REQUIRED TASK ::
Locate each line below that contains the string "dress" and copy those lines. Matching is case-sensitive.

DATA RECORDS ::
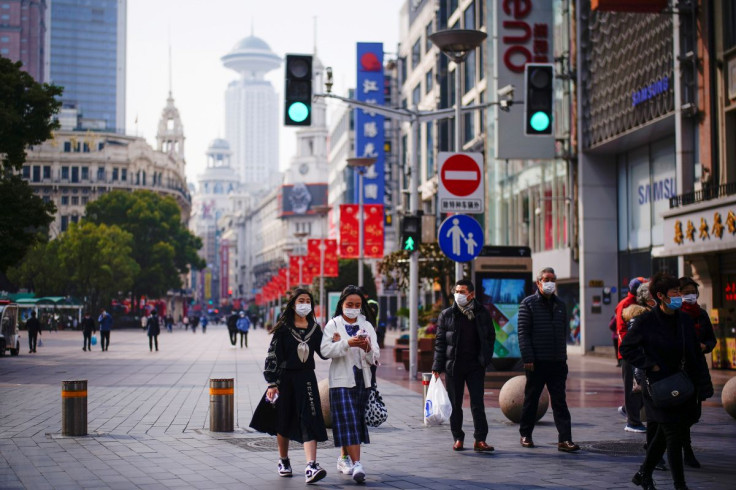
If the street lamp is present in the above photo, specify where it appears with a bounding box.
[429,29,488,281]
[347,157,377,288]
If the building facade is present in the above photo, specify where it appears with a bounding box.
[0,0,48,82]
[47,0,127,134]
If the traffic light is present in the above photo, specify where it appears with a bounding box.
[284,54,312,126]
[401,216,422,252]
[524,63,555,136]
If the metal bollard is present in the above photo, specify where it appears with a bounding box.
[210,378,235,432]
[422,373,432,406]
[61,379,87,436]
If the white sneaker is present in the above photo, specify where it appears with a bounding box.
[337,455,353,475]
[304,461,327,483]
[353,461,365,483]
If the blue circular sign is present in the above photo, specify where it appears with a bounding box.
[437,214,483,262]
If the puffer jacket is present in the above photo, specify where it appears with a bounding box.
[432,301,496,376]
[519,290,569,363]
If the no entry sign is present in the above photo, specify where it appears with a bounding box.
[438,152,485,214]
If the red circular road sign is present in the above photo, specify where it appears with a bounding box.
[440,153,481,197]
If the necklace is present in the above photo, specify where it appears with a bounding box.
[290,323,317,363]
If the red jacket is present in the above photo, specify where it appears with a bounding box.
[616,293,636,359]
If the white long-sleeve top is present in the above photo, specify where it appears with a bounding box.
[320,315,380,388]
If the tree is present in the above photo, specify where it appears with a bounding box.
[0,56,62,272]
[378,243,455,306]
[58,221,140,311]
[0,171,56,272]
[0,56,63,170]
[85,190,206,305]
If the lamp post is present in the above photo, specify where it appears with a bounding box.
[429,29,488,281]
[347,157,377,288]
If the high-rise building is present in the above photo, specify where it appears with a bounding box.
[49,0,127,133]
[0,0,47,82]
[222,35,281,187]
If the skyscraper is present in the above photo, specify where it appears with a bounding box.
[49,0,127,133]
[222,35,281,186]
[0,0,47,82]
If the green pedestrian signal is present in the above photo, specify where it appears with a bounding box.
[401,216,422,252]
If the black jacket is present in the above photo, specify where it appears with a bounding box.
[519,290,569,363]
[619,307,713,423]
[432,301,496,376]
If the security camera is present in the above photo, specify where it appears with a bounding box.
[496,84,514,99]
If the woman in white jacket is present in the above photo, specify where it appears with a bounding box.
[320,286,379,483]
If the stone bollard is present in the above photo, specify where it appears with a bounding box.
[210,378,235,432]
[721,377,736,419]
[61,379,87,436]
[498,374,549,424]
[422,373,432,404]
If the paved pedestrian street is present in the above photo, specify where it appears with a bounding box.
[0,325,736,489]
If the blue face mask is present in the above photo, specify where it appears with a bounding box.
[667,296,682,310]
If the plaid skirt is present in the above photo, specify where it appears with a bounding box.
[330,367,371,447]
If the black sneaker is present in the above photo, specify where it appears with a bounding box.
[304,461,327,483]
[279,458,291,476]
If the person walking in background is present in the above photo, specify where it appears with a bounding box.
[519,267,580,453]
[249,289,327,483]
[616,277,647,433]
[619,273,713,490]
[680,277,716,468]
[236,312,252,349]
[97,308,112,352]
[26,310,41,354]
[432,279,496,452]
[82,310,95,351]
[146,310,161,352]
[321,286,380,483]
[227,311,238,347]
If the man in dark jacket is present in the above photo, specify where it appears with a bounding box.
[26,311,41,354]
[432,279,496,452]
[519,267,580,452]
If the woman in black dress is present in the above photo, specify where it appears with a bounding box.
[250,289,327,483]
[620,273,713,490]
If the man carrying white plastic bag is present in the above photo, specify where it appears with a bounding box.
[424,376,452,425]
[430,279,496,453]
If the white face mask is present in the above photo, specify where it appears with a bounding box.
[294,303,312,318]
[342,308,360,320]
[682,294,698,305]
[455,293,468,306]
[542,282,557,294]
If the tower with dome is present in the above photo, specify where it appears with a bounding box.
[221,34,281,189]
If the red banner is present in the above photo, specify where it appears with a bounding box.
[363,204,384,259]
[340,204,360,259]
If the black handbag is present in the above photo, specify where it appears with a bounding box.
[647,328,695,408]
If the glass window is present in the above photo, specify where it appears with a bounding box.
[411,38,422,70]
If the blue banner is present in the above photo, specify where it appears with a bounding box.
[353,43,385,204]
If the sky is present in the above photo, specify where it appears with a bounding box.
[126,0,403,183]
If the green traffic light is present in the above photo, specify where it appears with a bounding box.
[404,237,415,252]
[529,111,549,132]
[288,102,309,122]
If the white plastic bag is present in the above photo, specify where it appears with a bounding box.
[424,375,452,425]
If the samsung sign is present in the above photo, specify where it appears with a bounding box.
[631,76,670,107]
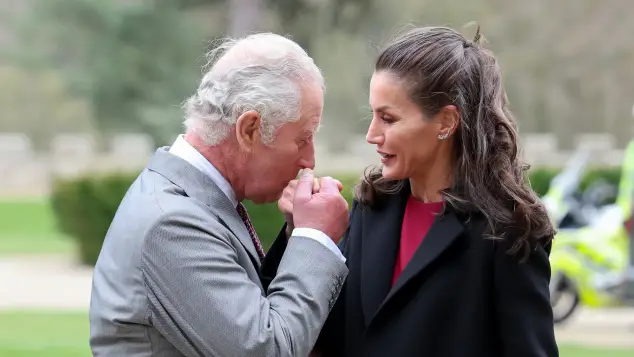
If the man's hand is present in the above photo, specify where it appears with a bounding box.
[290,169,348,243]
[277,172,343,238]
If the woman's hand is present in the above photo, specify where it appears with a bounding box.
[277,177,343,239]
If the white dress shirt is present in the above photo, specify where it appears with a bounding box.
[169,135,346,262]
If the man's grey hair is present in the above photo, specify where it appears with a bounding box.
[184,33,324,145]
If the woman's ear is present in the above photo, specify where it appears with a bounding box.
[436,105,460,140]
[236,110,261,152]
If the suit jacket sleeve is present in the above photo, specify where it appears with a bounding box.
[494,236,559,357]
[142,212,347,357]
[313,201,359,357]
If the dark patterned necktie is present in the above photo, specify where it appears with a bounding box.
[236,202,264,259]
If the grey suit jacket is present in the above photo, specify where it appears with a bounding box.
[90,147,348,357]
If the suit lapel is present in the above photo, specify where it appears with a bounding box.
[361,188,409,325]
[379,209,464,310]
[148,147,260,268]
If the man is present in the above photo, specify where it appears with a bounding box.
[90,34,348,357]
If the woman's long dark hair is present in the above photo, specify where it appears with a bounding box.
[356,27,555,257]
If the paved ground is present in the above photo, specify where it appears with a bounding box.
[0,256,634,347]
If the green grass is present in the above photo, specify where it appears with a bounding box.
[0,311,634,357]
[0,311,92,357]
[0,200,73,255]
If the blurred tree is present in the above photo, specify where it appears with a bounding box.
[22,0,204,145]
[0,66,93,150]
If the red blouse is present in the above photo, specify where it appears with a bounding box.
[392,196,443,285]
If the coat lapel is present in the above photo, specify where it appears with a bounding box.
[361,185,464,326]
[379,209,464,310]
[148,147,260,268]
[361,189,409,325]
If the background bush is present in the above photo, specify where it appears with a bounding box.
[51,167,621,265]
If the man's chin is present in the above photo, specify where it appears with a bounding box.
[250,190,284,205]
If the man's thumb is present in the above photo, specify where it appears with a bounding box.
[294,169,315,201]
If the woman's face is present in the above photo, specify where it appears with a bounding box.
[366,72,453,180]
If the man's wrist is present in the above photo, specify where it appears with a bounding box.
[291,228,346,262]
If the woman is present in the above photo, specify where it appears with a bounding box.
[280,27,558,357]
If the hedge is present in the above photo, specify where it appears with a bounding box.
[51,168,621,265]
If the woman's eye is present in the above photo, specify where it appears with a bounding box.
[381,115,394,124]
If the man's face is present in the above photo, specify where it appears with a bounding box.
[245,86,323,203]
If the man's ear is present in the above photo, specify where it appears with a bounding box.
[236,110,262,152]
[436,105,460,138]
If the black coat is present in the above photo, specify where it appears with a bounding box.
[265,185,559,357]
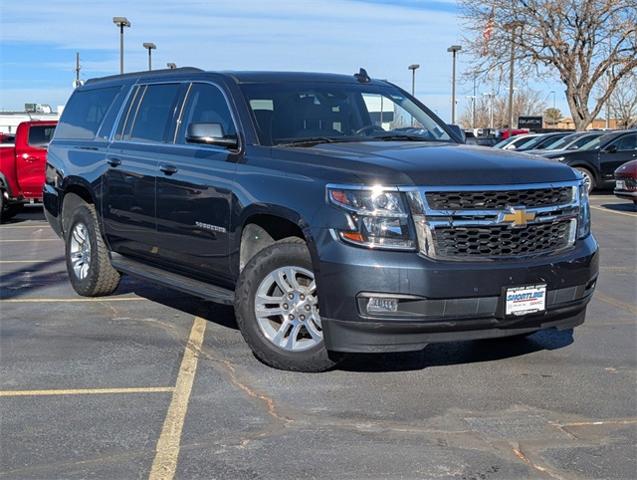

ANSWER TO THE PROBLEM ::
If the woman in black dress is present in the above photo, specify where it appears with a bounding box.
If the white dress shirt is present in the above photo, specify where it appears with a bounding box.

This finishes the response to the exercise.